→ Given exercise
Could you reproduce the listing below word for word, leaving out the pictures?

[Dataset excerpts on pointing to objects]

^^^^^^^^^^^^^^^^

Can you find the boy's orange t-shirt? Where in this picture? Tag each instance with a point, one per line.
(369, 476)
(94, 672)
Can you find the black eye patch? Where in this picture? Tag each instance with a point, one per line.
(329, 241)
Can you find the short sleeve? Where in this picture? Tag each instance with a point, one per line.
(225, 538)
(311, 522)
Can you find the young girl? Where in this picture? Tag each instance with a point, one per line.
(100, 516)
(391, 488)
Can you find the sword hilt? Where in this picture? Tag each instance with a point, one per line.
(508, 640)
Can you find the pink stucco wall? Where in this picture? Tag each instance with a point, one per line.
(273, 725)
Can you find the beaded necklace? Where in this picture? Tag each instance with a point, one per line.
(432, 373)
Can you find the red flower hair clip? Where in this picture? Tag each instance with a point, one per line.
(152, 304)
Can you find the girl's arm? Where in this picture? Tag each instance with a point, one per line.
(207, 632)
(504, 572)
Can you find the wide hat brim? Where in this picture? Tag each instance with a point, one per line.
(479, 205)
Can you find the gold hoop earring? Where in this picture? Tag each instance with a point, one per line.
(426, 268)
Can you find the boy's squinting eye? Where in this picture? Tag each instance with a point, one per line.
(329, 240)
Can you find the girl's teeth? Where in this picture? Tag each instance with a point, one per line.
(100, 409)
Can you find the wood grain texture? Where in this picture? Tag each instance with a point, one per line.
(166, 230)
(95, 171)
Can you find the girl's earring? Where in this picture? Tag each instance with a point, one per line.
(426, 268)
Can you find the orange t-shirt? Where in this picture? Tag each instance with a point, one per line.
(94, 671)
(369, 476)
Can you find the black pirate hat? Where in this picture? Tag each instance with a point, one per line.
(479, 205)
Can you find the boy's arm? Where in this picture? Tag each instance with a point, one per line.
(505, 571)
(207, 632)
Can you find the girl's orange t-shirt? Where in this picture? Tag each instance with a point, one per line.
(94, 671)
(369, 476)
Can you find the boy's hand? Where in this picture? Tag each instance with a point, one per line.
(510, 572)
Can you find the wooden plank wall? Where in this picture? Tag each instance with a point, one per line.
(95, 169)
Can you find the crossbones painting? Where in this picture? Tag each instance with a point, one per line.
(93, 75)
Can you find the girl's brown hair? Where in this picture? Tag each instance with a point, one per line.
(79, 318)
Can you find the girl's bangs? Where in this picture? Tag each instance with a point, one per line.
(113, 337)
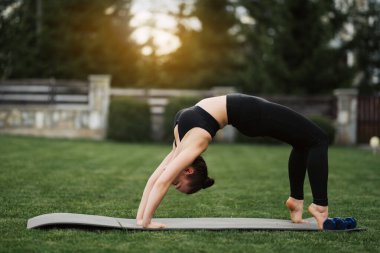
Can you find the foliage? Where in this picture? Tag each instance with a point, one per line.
(129, 120)
(326, 124)
(287, 47)
(174, 105)
(209, 57)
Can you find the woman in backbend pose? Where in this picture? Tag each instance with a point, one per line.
(195, 127)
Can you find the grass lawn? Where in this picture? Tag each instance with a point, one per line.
(42, 176)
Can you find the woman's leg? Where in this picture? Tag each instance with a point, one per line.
(297, 170)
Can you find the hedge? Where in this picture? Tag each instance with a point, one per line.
(129, 120)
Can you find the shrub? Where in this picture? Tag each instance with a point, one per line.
(325, 124)
(174, 105)
(129, 120)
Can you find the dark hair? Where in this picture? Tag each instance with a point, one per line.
(199, 179)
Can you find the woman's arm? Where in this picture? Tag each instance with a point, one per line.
(183, 159)
(150, 183)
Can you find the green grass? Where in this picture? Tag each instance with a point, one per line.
(42, 176)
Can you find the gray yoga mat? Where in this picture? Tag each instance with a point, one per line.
(99, 222)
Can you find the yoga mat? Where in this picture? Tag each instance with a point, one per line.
(67, 220)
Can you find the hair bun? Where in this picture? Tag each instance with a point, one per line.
(208, 183)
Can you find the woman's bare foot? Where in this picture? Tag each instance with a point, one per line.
(295, 207)
(320, 213)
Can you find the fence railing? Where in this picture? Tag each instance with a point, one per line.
(43, 91)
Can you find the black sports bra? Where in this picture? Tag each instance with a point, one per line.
(195, 116)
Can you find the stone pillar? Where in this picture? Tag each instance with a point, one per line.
(346, 122)
(99, 102)
(228, 133)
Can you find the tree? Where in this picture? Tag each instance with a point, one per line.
(289, 49)
(208, 57)
(364, 16)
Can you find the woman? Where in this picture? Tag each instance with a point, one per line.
(253, 116)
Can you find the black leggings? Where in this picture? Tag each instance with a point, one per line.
(255, 116)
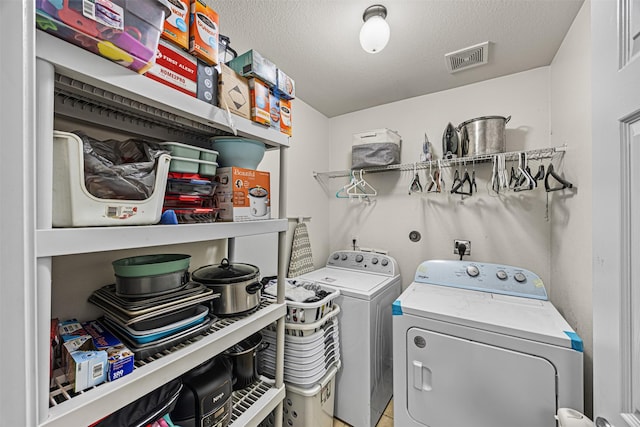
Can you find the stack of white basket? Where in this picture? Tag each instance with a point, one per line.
(311, 355)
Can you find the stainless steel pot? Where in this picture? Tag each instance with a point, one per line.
(483, 135)
(238, 284)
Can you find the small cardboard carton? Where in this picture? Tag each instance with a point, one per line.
(274, 111)
(285, 117)
(174, 68)
(83, 365)
(243, 194)
(286, 87)
(233, 92)
(203, 32)
(120, 359)
(176, 25)
(260, 104)
(252, 64)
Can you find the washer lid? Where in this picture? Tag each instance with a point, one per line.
(352, 283)
(527, 318)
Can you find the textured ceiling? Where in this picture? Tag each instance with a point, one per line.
(316, 43)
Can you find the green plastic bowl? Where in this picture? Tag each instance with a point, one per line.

^^^^^^^^^^^^^^^^

→ The completed task
Can you find the boy's orange t-shirt? Where in this picture? Tag each instance with a point, one per line.
(369, 476)
(94, 672)
Can you find the black eye patch? Where in this picture? Tag each instance with a point, one per line.
(329, 241)
Can you find the short sleeve? Where in this picture? Tag each instance with a point, one per line.
(225, 538)
(311, 522)
Can you find the young girl? Where in this picture? Tag each instance with a point, one per line.
(100, 516)
(391, 488)
Can you find the sword hilt? Where in this picture? Tag each instance with a point, one per line.
(508, 640)
Can you find the pink stucco wall? Where in this picture? Tag each instance with a point, one per line.
(273, 725)
Can you find the beaded necklace? Where in this picture? Tag each instance with a point, one per line.
(432, 373)
Can you find the red flower hair clip? Where in this picture? Tag each instance with a point, one per line.
(152, 304)
Can you find the girl's arm? Where in this picture? Tag each instance with a point, one per line.
(207, 632)
(504, 572)
Can you find the wide hat brim? Where in this picture? Tag each instance with a point, one per line.
(479, 205)
Can you find the gold hoop earring? Where in this picture? Tag each instance with a point, one per line.
(426, 268)
Can you find the boy's squinting eye? Where in this picture? Tag each instance with a point, one per line.
(329, 240)
Can you find the girl's teeth? Where in this picture? Tag each instance with a point, one per line.
(100, 409)
Can you find the wood grain texture? Where in this picture? Tag each instance with a point, one per line.
(166, 230)
(95, 171)
Can you find the girl's earring? Where in this picture? Tag each instance with a point, one per line.
(426, 268)
Can you find the orange t-shirt? Where in this picture? Tag each instance with a point, one per line.
(94, 671)
(369, 476)
Can you find the black pirate hat? Where in this picture? Tag each instance with a point, one per line.
(479, 205)
Can you find the boy's arm? Where in this picture? Tag each instance with a point, one per line.
(505, 571)
(207, 632)
Can you find the girl's orange t-shirt? Where in this picture? Tag each instance with a point, one per line.
(94, 671)
(369, 476)
Can you find the boy's hand? Where in this picture? Tag each instance with a point, one per line.
(510, 572)
Can you find the wooden plank wall? Where in this picture? Tag each instance with a point, one per line.
(95, 169)
Can you find the crossbones painting? Where in this picture? Tag each instance with a point, one per line.
(93, 75)
Can you find the girl's brown hair? Where in this picture? Tag each instance with a point, one per line.
(79, 318)
Can you find the girl's bangs? Where in this picture? Tag each instance with a point, one per line.
(113, 337)
Can you find the foliage? Where in this picture? Tag each instance with a point, one per line.
(129, 120)
(326, 124)
(287, 47)
(174, 105)
(209, 57)
Can you find the woman in backbend pose? Where in this picture? Tag each instance with a point, one per line.
(195, 127)
Can you find the grass lawn? Where in this picture? Tag each instance with a point, one per line.
(42, 176)
Can you find the woman's leg? Where in this picture? Tag each instance with a point, one per line.
(297, 170)
Can you find the hedge? Where in this picture? Tag each instance with a point, one per line.
(129, 120)
Can you find the shrub? Where in this picture? Tag each instance with a point, one per line.
(325, 124)
(174, 105)
(129, 120)
Can you find the dark hair? Where in this picture? Tag each instance with a point, one per line.
(199, 179)
Can you find the woman's arm? Where in this picture? Tag each instance with a point, one per line.
(183, 159)
(150, 183)
Can you find the green grass? Where in this picture? Tag each instance with a point, one per line.
(42, 176)
Can you find the gray yoga mat? Where in this picture? Tag each instance with a point, one per line.
(99, 222)
Can you find the yoga mat? Where in this picture? Tag each instance with a point, one per line.
(67, 220)
Can you find the hair bun? Where in this picture? Tag each instance with a point, one per line.
(208, 183)
Can you find the woman's bare foot? Where in this picture? Tag each instance with a point, one per line.
(295, 207)
(320, 213)
Can you find the fence railing? Where in this picture? Tag each instance with a point, one per line.
(43, 91)
Can you find the black sports bra? Where in this picture? Tag each instance with a point, one per line.
(195, 116)
Can you find the stone pillar? Where in this picture? Tag each instance with a point, one per line.
(346, 122)
(99, 102)
(228, 133)
Can you find the tree? Where in this picture? Tag each instance with a point, one per line.
(289, 49)
(208, 57)
(364, 16)
Can you find the woman? Where in this picture? Tag each instance with a point, one per line.
(253, 116)
Can you find the black leggings? Where in this picture? Tag each instance with a point, one per line.
(255, 116)
Can you find the stack of white basket? Where in this picture? Tag each instance with a point, one per line.
(311, 355)
Can you find the stainless steel pot? Where in this picture? Tag each instance with a point, one per line.
(483, 135)
(238, 284)
Can you find the small cardboard carton? Where in this picture? Tag each instance with a point, one per line.
(274, 111)
(285, 117)
(174, 68)
(83, 365)
(243, 194)
(286, 87)
(233, 92)
(203, 32)
(120, 359)
(176, 25)
(260, 104)
(252, 64)
Can you find the washer lid? Where in this picture? Tag each instance with a point, one per line.
(352, 283)
(527, 318)
Can you find the textured ceiling? Where in this picture? Tag each instance with a point, one per line.
(316, 43)
Can you find the green plastic bowl? Where in this picture? Tag each instance with a point, one per line.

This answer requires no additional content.